**Passage provided**
Feature: Baseball's Jason Cooper
March 28, 2002
When asked to choose one word to describe himself as an athlete, Jason Cooper chose 'determined'. Each season, he has faced high expectations, including comments by Stanford head coach Mark Marquess that Cooper has the best power at the plate he has seen at Stanford. This season, he is putting what he has learned during his Stanford career into practice and is determined to play at the level of his own expectations and do whatever he can to help the team win.
He leads Stanford with a .449 batting average and 27 RBI, while ranking second with five homers through the first 22 games of 2002. He currently has a career-high 14-game hit streak, going 26-for-54 (.481) with five doubles, five homers and 20 RBI during the stretch. The preseason First Team All-American has also registered a team-high 35 hits with six doubles, a .488 on-base percentage and a .718 slugging percentage.
'Individually, I think the most important thing has been for me just to be back in the lineup and 100% healthy,' he says. 'Just being able to go out and play baseball every day - that's what been really important for me.'
In the second game of the season (a 17-1 win over Cal State Fullerton), he was 4-for-4 with four RBI to lead Stanford to its first of seven consecutive series wins. Over the first 14 games, he continued to established himself as a consistent hitter and led the club with a .417 batting average. Still, the power-hitter did not go deep until finally clearing the fences versus Cal Poly (3/2). Then, two games later Cooper exploded in a non-conference game at California (3/8), going 5-for-5 (career-high five hits) with his first two-homer game at Stanford and four RBI.
'What can I say, I felt pretty good,' said Cooper of his big day. 'I definitely felt relaxed, and I thought that my approach was what it needed to be. I got some good pitches to hit, and I took advantage of them.'
He went on to hit another home run in the rubber game of the series, finishing the three-game set with three homers and seven hits in 12 at-bats for a series batting average of .583. 'I think I started to feel really good again during the California series,' said Cooper, who missed all of the team's 2001 fall practice season with a shoulder injury. 'I am just now getting back into everything and finally feeling healthy enough to play the way I know I can.'
Often forced to play as a designated hitter in his first two-plus years due to injury, Cooper has used the opportunity to learn what he needs to do to improve as a player.

**Supplied material**
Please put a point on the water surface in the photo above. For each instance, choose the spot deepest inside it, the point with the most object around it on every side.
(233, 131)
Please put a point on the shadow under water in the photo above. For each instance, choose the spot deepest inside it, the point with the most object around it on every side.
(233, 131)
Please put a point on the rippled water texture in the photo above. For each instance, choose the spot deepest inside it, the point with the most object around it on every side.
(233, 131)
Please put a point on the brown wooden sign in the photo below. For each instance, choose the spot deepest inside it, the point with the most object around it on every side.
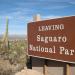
(53, 39)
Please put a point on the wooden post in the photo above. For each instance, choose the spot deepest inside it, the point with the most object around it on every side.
(37, 18)
(45, 67)
(67, 69)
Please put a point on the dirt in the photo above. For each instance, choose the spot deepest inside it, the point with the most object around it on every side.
(28, 72)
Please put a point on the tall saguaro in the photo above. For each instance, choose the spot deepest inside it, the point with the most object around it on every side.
(5, 37)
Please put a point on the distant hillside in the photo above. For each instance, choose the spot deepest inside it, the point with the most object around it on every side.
(13, 37)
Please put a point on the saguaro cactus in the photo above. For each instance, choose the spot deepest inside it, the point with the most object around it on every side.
(5, 37)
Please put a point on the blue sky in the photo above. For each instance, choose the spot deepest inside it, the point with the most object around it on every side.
(20, 12)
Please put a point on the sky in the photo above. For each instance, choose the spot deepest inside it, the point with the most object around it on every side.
(21, 12)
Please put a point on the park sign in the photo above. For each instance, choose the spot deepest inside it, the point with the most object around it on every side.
(53, 39)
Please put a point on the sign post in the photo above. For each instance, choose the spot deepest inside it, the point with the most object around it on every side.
(35, 19)
(53, 39)
(67, 69)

**Direction**
Rewrite the Jason Cooper feature between "Feature: Baseball's Jason" and "the team win.", inclusive, substituting "driven" for "determined".

**Full output**
Feature: Baseball's Jason Cooper
March 28, 2002
When asked to choose one word to describe himself as an athlete, Jason Cooper chose 'driven'. Each season, he has faced high expectations, including comments by Stanford head coach Mark Marquess that Cooper has the best power at the plate he has seen at Stanford. This season, he is putting what he has learned during his Stanford career into practice and is driven to play at the level of his own expectations and do whatever he can to help the team win.